◆ What you are asked to do
Take the line with "of the gulf" and all lines after it, through the end of the records below, and repeat them exactly.

====== Material for this exercise

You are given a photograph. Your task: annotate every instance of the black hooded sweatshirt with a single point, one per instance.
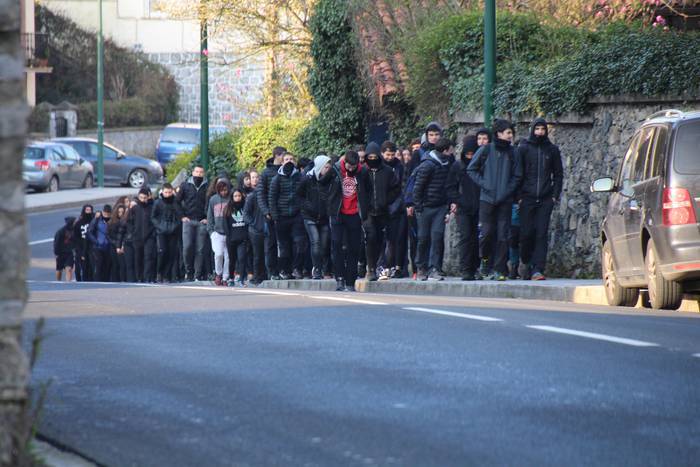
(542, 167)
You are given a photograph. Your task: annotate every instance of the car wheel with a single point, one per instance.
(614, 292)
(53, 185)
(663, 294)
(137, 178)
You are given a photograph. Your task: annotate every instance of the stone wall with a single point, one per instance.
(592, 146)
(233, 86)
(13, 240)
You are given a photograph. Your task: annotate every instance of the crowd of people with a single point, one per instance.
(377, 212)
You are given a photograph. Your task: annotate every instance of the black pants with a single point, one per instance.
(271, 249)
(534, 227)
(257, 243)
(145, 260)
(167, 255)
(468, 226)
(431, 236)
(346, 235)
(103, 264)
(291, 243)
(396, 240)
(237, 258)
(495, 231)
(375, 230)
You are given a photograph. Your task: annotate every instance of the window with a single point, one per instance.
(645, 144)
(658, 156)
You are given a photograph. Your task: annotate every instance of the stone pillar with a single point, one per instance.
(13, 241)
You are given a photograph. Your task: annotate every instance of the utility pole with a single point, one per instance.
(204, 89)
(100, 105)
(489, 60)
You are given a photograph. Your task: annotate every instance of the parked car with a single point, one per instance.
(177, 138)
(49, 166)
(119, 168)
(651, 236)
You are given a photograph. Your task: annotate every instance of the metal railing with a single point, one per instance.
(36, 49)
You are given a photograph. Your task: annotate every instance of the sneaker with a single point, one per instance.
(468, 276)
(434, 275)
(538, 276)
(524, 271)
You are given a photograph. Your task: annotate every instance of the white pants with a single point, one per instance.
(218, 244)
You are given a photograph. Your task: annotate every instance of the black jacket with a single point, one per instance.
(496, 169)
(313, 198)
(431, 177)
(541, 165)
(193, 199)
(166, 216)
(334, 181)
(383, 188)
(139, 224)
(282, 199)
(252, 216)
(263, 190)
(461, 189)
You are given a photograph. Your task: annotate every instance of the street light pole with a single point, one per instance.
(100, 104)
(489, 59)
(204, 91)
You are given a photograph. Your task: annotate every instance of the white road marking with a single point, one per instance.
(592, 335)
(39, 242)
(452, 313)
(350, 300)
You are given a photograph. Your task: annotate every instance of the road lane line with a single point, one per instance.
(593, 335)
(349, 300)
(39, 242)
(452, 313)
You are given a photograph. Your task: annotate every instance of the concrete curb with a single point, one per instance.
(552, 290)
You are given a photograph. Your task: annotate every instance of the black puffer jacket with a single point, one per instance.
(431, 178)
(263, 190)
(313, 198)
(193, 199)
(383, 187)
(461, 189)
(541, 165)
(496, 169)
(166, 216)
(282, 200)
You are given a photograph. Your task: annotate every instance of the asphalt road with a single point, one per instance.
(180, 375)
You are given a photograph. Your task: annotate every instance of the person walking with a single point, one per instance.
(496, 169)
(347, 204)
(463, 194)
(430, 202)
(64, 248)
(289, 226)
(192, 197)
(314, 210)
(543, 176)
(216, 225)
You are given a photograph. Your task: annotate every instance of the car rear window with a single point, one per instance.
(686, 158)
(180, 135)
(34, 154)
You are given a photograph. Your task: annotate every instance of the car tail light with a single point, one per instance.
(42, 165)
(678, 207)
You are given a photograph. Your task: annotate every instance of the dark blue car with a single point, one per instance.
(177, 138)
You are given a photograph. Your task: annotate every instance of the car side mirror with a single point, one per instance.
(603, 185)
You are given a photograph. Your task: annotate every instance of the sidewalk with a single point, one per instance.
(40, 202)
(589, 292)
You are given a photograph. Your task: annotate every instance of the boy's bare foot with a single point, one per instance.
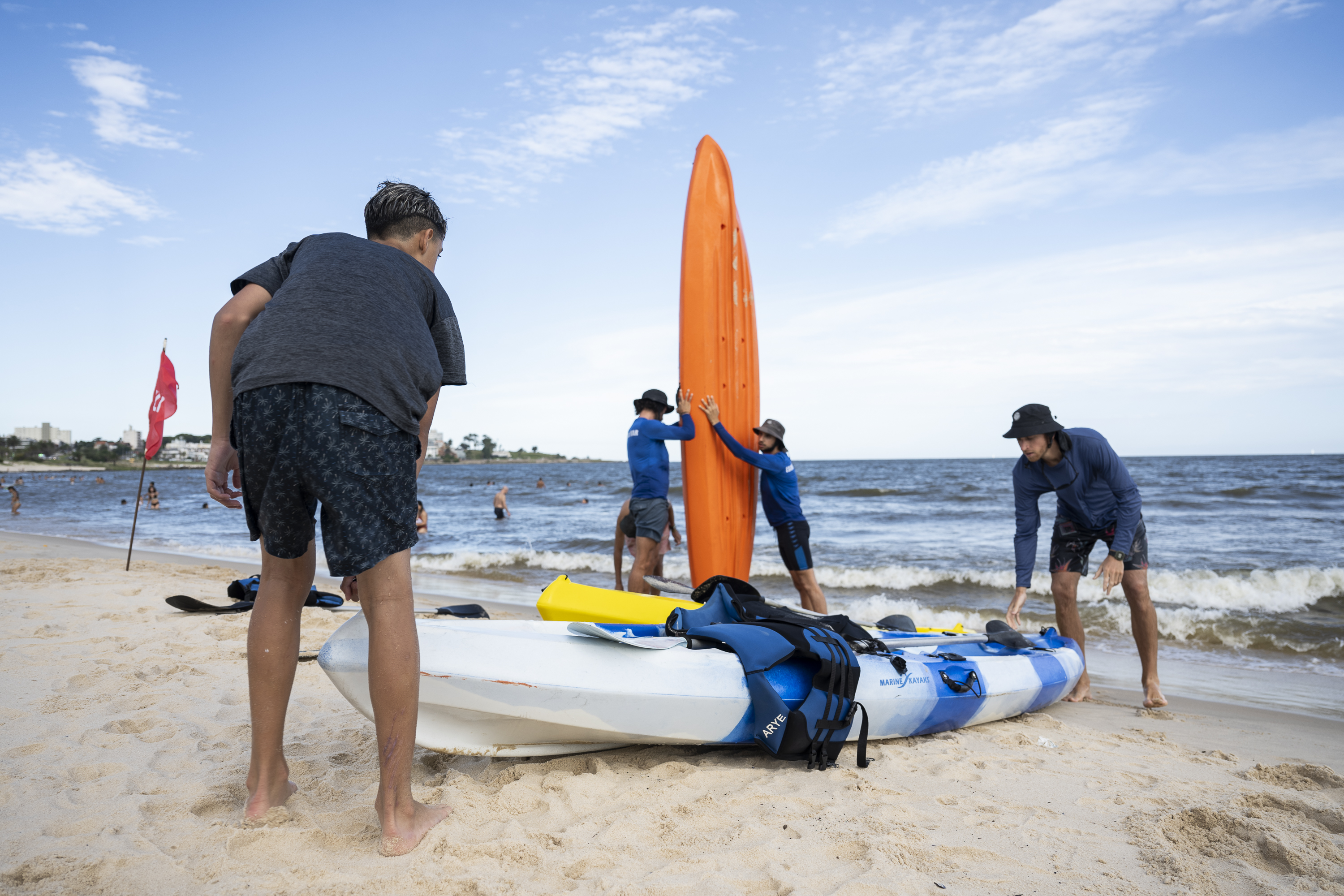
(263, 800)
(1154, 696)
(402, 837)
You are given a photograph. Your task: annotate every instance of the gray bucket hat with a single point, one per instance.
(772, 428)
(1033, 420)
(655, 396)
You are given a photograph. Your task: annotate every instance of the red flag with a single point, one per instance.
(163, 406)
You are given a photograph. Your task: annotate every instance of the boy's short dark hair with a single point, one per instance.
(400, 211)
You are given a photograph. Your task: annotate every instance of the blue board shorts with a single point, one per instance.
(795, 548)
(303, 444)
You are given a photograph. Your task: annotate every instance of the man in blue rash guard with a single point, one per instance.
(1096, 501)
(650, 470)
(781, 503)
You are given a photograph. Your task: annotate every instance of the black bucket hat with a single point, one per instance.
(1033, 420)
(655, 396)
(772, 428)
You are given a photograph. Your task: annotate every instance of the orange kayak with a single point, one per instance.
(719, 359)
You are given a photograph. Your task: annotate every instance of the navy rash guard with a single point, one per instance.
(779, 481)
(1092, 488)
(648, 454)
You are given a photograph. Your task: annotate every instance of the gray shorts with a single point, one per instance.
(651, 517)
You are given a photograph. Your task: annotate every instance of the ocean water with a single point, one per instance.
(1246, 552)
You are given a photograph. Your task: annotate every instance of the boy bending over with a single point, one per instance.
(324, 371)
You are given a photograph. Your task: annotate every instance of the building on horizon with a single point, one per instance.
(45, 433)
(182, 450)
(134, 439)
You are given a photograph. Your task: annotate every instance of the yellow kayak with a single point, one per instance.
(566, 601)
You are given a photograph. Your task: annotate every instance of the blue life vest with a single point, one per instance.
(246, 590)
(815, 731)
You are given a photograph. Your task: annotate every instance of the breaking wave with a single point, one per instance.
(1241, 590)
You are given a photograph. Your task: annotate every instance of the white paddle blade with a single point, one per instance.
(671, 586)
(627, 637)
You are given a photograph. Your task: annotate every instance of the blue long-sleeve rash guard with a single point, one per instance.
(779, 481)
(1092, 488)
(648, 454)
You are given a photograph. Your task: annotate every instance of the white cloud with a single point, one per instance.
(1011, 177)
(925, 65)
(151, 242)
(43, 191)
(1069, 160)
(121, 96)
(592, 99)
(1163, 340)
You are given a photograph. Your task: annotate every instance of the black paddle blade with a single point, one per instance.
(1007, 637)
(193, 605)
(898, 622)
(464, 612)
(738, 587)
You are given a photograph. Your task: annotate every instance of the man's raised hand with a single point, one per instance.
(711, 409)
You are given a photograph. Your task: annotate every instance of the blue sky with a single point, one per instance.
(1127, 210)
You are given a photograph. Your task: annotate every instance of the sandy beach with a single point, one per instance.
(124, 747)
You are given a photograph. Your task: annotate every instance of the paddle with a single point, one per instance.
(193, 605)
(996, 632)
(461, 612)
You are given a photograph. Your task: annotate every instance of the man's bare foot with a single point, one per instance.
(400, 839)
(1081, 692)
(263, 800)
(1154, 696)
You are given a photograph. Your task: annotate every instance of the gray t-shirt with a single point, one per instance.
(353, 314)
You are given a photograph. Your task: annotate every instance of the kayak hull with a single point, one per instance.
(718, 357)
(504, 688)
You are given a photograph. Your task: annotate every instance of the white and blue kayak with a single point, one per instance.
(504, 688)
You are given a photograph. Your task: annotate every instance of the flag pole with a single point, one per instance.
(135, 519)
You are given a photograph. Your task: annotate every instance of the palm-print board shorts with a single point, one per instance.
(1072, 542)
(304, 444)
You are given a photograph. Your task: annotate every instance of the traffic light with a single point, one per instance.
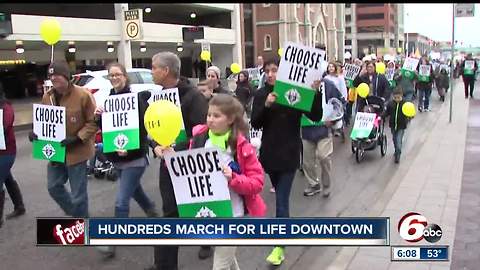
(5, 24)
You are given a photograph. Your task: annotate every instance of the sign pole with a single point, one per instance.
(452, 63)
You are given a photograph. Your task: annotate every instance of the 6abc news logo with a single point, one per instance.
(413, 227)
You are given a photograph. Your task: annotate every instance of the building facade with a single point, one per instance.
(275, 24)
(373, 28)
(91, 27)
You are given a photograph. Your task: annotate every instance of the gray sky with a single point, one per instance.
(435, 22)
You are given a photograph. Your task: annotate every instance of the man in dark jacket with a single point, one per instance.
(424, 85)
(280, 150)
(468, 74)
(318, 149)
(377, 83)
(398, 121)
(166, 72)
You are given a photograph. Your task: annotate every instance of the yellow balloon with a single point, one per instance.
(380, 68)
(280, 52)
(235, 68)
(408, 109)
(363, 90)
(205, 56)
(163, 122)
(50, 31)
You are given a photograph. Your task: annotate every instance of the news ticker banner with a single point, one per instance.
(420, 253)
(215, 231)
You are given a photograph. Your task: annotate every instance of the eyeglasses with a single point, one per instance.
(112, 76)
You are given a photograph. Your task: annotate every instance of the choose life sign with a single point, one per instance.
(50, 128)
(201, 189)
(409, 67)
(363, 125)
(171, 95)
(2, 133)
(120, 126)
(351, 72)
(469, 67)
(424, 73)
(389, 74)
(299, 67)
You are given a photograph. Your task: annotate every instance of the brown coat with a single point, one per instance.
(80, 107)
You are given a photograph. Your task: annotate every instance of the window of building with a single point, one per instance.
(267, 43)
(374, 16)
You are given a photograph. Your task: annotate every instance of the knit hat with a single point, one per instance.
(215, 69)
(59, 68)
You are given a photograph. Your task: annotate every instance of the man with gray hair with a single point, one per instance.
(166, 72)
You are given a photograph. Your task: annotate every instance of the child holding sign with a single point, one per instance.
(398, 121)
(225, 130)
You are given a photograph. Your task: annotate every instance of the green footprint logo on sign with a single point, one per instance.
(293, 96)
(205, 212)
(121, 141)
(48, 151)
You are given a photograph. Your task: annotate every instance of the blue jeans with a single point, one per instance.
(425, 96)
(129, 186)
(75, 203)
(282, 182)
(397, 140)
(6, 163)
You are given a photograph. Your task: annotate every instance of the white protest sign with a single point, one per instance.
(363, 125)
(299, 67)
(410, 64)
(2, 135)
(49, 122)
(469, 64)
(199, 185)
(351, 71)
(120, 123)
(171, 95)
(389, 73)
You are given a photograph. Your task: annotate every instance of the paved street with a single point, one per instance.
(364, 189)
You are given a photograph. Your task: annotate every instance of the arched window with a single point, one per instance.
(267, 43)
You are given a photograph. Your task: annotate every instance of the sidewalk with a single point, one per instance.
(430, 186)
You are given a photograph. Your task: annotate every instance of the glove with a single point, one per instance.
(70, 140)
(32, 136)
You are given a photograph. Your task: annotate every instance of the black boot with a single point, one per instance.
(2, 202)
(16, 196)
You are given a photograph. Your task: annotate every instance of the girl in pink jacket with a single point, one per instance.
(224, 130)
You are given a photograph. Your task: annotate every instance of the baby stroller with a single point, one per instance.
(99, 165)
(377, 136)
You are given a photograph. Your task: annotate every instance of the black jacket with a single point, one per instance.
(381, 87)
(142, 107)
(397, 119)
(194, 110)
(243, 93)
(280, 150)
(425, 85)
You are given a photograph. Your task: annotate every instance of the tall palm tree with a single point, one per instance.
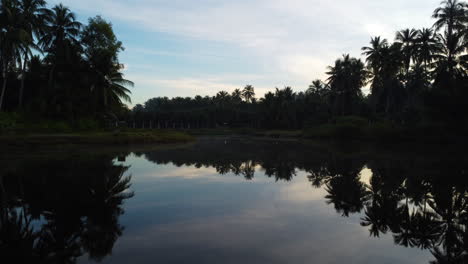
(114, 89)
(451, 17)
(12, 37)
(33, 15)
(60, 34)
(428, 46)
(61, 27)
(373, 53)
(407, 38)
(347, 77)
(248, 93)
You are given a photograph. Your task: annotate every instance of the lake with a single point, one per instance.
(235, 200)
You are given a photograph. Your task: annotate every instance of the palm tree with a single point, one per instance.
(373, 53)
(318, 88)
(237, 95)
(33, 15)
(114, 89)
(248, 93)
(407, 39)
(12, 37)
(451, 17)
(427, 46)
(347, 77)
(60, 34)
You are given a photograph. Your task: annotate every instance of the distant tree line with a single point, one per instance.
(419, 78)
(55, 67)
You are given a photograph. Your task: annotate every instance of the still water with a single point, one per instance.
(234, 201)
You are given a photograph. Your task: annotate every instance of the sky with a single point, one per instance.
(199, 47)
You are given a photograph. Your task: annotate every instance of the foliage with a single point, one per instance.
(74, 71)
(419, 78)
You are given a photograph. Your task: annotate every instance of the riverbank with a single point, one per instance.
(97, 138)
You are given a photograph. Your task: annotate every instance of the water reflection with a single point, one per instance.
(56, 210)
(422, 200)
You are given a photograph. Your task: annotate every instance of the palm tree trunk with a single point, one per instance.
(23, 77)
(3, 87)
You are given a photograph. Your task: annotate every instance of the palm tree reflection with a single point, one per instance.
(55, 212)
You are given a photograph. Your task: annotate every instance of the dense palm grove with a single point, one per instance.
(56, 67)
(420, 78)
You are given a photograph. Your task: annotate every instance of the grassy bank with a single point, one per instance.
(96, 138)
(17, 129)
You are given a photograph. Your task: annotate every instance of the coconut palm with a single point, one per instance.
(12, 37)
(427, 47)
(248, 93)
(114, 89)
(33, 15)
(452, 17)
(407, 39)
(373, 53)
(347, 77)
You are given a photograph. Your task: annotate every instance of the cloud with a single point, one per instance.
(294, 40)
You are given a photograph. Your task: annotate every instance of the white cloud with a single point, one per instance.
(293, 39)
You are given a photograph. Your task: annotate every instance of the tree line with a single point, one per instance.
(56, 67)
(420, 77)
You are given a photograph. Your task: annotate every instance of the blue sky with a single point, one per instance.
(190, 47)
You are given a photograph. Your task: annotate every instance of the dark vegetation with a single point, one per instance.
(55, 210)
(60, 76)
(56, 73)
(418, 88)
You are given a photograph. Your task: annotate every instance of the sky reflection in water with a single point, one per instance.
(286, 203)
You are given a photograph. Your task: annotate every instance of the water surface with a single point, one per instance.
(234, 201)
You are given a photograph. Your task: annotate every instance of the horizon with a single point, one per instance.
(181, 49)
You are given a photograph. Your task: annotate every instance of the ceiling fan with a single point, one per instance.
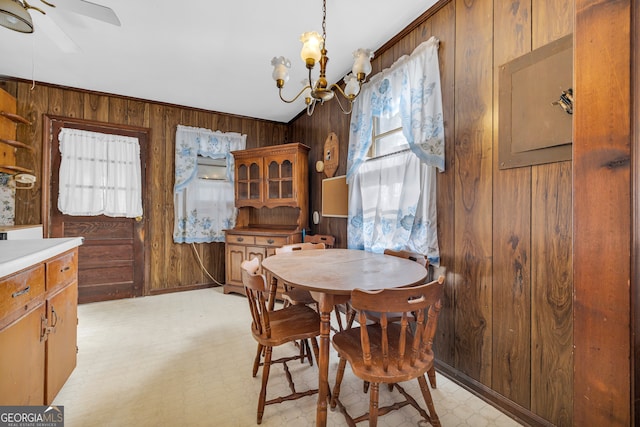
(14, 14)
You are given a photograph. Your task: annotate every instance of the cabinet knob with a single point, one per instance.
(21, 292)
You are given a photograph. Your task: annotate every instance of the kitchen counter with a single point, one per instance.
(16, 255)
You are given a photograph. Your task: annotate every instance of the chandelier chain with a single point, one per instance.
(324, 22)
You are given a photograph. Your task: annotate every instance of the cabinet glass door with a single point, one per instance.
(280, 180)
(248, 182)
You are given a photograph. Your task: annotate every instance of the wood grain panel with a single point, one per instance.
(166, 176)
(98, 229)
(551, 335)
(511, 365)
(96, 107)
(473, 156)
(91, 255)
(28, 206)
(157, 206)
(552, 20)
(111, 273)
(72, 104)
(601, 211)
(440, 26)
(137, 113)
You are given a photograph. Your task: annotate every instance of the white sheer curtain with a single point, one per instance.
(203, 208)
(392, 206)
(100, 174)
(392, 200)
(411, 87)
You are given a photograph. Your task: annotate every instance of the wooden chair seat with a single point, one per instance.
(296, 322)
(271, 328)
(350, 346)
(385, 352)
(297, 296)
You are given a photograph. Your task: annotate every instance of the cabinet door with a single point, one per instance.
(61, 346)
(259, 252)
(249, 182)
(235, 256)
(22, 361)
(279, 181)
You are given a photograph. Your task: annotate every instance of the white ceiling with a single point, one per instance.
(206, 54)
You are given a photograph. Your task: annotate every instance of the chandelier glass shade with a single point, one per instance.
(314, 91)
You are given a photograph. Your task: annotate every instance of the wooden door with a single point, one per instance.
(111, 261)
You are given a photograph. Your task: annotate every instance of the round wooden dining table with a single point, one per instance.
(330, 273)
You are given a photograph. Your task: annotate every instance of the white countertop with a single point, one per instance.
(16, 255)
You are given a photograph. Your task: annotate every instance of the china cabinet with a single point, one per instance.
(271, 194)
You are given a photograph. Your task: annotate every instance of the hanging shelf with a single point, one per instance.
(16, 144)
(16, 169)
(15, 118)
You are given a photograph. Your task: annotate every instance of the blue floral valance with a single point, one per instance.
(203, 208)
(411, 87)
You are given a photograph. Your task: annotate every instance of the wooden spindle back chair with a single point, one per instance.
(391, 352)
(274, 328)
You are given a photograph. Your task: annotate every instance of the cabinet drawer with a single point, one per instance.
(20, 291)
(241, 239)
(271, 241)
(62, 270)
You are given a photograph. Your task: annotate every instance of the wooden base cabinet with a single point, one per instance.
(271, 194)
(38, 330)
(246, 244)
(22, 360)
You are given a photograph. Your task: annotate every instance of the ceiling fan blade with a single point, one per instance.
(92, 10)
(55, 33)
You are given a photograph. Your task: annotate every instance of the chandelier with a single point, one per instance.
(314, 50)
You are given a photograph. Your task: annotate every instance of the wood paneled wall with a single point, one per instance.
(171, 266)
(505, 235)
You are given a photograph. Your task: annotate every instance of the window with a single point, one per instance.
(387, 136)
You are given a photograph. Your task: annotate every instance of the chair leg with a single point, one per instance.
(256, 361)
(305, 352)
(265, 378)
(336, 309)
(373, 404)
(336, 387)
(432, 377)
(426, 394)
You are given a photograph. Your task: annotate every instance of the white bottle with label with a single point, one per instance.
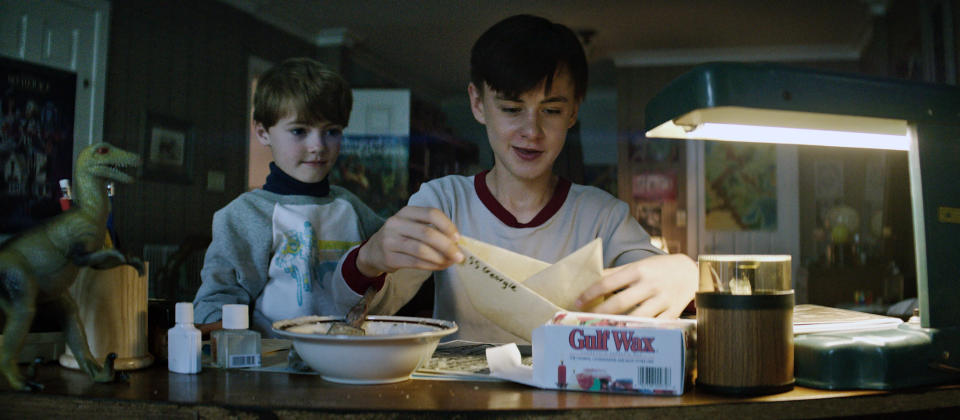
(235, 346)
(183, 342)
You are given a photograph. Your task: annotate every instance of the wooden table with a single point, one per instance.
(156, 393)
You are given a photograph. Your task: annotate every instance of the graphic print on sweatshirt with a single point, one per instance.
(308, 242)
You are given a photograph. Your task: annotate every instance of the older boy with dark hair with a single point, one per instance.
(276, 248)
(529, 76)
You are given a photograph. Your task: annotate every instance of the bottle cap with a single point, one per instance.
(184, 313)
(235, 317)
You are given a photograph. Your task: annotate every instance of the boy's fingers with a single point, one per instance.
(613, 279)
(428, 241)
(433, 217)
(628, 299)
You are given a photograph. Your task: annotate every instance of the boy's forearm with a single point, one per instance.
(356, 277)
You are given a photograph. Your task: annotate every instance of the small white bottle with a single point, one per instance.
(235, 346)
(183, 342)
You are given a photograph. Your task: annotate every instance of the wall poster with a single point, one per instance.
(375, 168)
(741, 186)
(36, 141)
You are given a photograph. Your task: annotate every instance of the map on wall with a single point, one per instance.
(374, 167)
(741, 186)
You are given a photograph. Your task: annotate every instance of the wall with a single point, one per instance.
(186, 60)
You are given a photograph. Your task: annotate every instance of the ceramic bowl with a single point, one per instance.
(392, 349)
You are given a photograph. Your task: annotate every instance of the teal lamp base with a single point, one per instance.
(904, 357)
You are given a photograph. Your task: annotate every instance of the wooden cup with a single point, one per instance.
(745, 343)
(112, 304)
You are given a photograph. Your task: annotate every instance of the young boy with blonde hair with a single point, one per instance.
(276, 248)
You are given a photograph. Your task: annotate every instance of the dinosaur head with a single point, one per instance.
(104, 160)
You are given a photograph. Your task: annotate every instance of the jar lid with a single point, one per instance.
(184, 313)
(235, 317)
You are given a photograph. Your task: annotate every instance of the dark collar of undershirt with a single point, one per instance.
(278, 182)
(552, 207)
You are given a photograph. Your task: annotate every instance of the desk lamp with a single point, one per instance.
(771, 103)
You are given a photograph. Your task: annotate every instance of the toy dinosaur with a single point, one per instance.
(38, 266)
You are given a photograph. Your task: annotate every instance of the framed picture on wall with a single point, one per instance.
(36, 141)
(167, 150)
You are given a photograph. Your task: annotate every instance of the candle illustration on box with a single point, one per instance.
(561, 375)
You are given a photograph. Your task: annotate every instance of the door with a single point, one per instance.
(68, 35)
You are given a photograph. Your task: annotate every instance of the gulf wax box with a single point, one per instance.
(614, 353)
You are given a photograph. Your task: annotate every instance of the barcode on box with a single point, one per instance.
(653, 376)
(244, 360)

============

◆ Task solution
You are given a photograph. Your task: annotate every instance of the gulf wax box with a single point, one per instance.
(614, 353)
You are given a photograph. Your task: annotate every instance of the barcode on box with a single point, one per instance.
(653, 376)
(244, 360)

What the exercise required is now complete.